(Excerpt from a dataset)
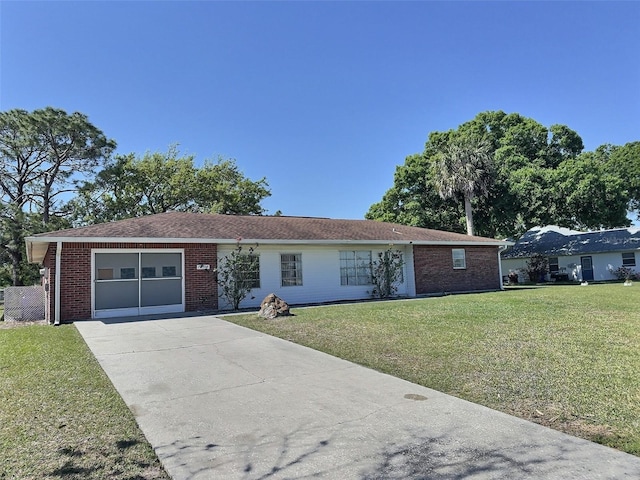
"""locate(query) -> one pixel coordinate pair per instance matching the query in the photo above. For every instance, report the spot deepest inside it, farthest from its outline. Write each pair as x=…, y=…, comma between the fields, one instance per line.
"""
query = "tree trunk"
x=469, y=214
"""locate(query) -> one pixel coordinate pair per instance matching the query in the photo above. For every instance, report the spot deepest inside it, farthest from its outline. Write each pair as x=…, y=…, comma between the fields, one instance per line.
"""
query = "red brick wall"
x=435, y=273
x=75, y=276
x=48, y=280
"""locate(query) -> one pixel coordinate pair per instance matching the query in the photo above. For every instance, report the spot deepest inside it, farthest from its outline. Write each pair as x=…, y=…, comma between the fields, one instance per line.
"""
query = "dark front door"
x=587, y=268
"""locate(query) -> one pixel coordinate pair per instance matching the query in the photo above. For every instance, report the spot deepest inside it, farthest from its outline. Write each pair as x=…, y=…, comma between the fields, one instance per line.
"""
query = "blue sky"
x=324, y=99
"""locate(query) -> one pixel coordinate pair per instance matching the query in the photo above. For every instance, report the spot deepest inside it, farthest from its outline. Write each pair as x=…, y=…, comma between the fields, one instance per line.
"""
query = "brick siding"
x=435, y=273
x=75, y=276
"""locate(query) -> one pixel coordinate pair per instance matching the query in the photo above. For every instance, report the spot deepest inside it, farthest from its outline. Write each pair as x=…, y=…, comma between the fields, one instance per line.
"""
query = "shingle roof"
x=554, y=241
x=230, y=228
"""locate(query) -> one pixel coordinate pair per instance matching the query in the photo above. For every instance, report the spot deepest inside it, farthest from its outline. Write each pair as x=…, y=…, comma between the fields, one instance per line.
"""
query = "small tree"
x=537, y=267
x=238, y=273
x=387, y=273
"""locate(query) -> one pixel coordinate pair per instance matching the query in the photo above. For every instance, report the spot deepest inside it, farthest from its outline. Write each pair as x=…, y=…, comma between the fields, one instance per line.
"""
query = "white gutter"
x=56, y=318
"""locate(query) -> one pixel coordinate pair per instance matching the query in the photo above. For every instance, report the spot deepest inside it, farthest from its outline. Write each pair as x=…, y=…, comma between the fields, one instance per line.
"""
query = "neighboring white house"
x=573, y=255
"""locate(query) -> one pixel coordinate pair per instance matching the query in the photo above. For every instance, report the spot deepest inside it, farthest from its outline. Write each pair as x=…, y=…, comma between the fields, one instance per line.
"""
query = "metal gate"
x=24, y=303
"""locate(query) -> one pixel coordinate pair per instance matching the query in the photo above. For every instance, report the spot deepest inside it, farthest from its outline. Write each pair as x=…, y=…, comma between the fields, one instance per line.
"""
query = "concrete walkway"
x=218, y=401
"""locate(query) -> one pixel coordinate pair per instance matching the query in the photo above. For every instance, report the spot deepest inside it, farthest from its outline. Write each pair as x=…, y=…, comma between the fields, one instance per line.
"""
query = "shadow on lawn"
x=338, y=454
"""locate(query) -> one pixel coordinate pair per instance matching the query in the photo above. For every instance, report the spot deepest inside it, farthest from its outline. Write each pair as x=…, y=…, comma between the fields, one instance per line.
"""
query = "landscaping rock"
x=273, y=306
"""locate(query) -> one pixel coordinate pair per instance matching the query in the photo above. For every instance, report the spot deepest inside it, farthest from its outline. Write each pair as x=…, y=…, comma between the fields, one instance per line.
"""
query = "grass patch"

[Exercise objective]
Transcribe all entries above exactly. Drop the pictures.

[Result of this exercise]
"""locate(query) -> one pixel coordinate pair per instance matching the query in the photo above. For every instance, report the spot deepest inside it, farthest from its outline. Write each pair as x=…, y=…, comma between the fields, one instance per line.
"""
query = "tree trunk"
x=469, y=214
"""locate(query) -> one pixel coordinate pair per instance matching the query in the photo above. For every instance, report the spot deepest inside it, farthest from its outline. Write each pair as x=…, y=…, comma between the fields, one instance per line.
"""
query = "red brick wall"
x=435, y=273
x=75, y=276
x=48, y=280
"""locate(query) -> one pixel coordinate pair per instance matching the query in the photo above. For every instance, report the spot deepest inside it, farthest from its outline. Write each pair as x=…, y=…, comma between the fields, one instance per line.
"""
query = "dark front door"
x=587, y=268
"""locate(query) -> one pixel coordinate pair per instance matching the query in the photo above. For every instance, report the spot deepest inside it, farthest from its outline. Write each pair as x=…, y=…, comma between the fields, one instance per line.
"""
query = "blue sky"
x=324, y=99
"""locate(query) -> one pixel coordinate pair per instance matching the query in the photo above. For every instance, report the spot deepest inside it, farthest from its outline. Write each pair as x=…, y=…, comma between the fields, one instance per line.
"""
query = "brick siding"
x=435, y=273
x=75, y=276
"""locate(query) -> one pixel coordinate pair per instance matching the query in the photo above. For every instance, report the spot deepest inside it, farthest from its outline. Write each pair as x=…, y=…, comma between the fields, one instance per line.
"""
query = "shingle roof"
x=554, y=241
x=230, y=228
"""locate(query) -> one pixel coordinate pair per instance matching the query in the photo above. For every instance, report the spot deepest inside it, farthest from its outline. Write each pair as x=…, y=…, comma between the fields, one instance per line.
"""
query = "small tree"
x=537, y=267
x=238, y=273
x=387, y=273
"""locate(query) -> one pixel coordinate pair per instance matching the query in the photo above. For every instance, report the spot deepest inside it, farthest from its outline. Write each pair as x=…, y=…, comma between the fields, one instance per line.
"""
query = "white gutter"
x=56, y=318
"""locate(query) -> one pixel coordinate pair per instance matching the query in the photo above. For every instance, report the spot deepest inside it, farthest from its outline. Write each pair as x=…, y=…, comma between the fields, one instance per line.
"""
query = "neighboring white house"
x=573, y=255
"""locate(query) -> one pixel coordinate pair per instance matching the query in the photo above. For every instance, report the spot deepest inside it, farthest from its outline. Write each pair as x=…, y=…, comma between the fields, one instance per line.
"""
query = "metal gate"
x=24, y=303
"""locate(query) -> one pixel coordinate pair per instance matching the query in the photo above. For every instance, report the spot deepest inside it, farthest from its outline. Write each pair as x=…, y=…, comma between the fields, one instance per line.
"""
query = "concrete walkway"
x=218, y=401
"""locate(query) -> one pixel coordinate pair per instance matching the query in the photo above. For every instance, report the spot deepest inside it, farthest from its outline. Write each pair as x=…, y=…, comma between the fields, one instance per line.
"""
query = "shadow on lawn"
x=338, y=454
"""locate(query) -> one pixel coordinate pair per instance matching the query in the photo above. For every instance, report the spot deepest inside it, farthest from its outline. Write each pair as x=…, y=…, comma between the fields, one instance per line.
"""
query = "landscaping rock"
x=273, y=306
"""locate(query) -> one pixel coordinate pair per instance matching the query in the photo above. For every instance, report the spot deepest inside it, farthest from its outline. Write each pair as x=…, y=…, comma between the fields, one instance per line.
"""
query = "grass patch"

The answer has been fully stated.